» ASSIGNED TASK 1
In the article on Iran's Covid-19 vaccine campaign, how many coronavirus deaths does Iran have?
» ASSIGNED TASK 2
From the article on Iran's Covid-19 vaccine campaign, return the stretch from "With huge national" through "complicated by geopolitics.", copied word for word.

With huge national fanfare, Iran rolled out its Covid-19 vaccine campaign with a television broadcast of the health minister’s son receiving Russia’s Sputnik V jab.

“My father would not have let me have this vaccine if there was any problem with it,” said Parsa Namaki, the son of health minister Saeed Namaki and a student in Iran’s top engineering school. “I insisted,” he added, “in case it can have any impact to help build public trust.”

With 58,469 deaths from coronavirus, Iran has the highest death toll of any country in the Middle East and many in the Islamic republic are desperate for vaccines. But despite the televised vaccinations of high-profile people, there is scepticism about Tehran’s strategy, which has been complicated by geopolitics.

Ayatollah Ali Khamenei, Iran’s supreme leader, has refused vaccines from the US or UK, voicing suspicions about western drugs being trialled on Iranian citizens. The ban on western-produced inoculations prompted a backlash from doctors and on social media, as did the reliance on vaccines from Moscow.

» GIVEN DATA

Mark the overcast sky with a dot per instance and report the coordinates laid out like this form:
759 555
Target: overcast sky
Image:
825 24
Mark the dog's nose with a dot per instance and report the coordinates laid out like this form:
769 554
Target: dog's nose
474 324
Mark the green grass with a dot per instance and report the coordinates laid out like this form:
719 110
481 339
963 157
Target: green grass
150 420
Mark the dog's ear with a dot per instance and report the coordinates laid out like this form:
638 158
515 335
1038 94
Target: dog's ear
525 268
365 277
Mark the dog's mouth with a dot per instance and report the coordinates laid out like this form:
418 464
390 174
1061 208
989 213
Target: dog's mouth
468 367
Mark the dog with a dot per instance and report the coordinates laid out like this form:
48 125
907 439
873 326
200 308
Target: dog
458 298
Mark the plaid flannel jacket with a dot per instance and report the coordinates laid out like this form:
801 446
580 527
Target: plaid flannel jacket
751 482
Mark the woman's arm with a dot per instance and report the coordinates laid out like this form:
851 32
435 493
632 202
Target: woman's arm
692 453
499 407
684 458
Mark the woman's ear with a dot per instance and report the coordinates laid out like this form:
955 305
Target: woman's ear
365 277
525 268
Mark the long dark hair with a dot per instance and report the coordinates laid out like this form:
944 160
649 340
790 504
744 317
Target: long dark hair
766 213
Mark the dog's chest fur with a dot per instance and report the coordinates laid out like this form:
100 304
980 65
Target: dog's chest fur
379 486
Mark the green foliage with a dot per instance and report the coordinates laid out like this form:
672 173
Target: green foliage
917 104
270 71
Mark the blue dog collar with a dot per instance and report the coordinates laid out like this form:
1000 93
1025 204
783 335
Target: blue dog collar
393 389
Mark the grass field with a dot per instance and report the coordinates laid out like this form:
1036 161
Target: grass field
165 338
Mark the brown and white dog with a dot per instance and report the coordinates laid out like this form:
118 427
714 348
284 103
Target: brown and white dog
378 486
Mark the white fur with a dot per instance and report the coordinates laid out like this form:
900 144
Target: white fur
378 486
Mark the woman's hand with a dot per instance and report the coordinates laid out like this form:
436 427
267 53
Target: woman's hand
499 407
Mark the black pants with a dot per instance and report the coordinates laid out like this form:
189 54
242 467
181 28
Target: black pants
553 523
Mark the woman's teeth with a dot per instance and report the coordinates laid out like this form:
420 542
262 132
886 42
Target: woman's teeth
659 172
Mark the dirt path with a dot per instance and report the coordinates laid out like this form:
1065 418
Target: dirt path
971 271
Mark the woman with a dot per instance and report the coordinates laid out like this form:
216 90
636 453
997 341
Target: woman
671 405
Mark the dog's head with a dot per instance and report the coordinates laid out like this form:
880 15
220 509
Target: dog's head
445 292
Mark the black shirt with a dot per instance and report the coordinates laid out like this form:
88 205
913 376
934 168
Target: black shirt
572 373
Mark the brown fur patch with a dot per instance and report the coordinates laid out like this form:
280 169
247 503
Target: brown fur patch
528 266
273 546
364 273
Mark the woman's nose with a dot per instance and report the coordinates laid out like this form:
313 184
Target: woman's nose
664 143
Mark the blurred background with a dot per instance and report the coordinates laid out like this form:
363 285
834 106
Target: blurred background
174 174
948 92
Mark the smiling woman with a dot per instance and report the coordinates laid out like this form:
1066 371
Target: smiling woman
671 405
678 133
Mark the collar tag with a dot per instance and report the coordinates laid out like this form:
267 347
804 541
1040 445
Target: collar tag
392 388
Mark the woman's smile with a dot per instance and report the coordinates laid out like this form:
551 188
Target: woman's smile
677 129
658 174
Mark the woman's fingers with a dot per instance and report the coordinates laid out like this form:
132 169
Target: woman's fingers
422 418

» RESPONSE AREA 1
58,469

» RESPONSE AREA 2
With huge national fanfare, Iran rolled out its Covid-19 vaccine campaign with a television broadcast of the health minister’s son receiving Russia’s Sputnik V jab.

“My father would not have let me have this vaccine if there was any problem with it,” said Parsa Namaki, the son of health minister Saeed Namaki and a student in Iran’s top engineering school. “I insisted,” he added, “in case it can have any impact to help build public trust.”

With 58,469 deaths from coronavirus, Iran has the highest death toll of any country in the Middle East and many in the Islamic republic are desperate for vaccines. But despite the televised vaccinations of high-profile people, there is scepticism about Tehran’s strategy, which has been complicated by geopolitics.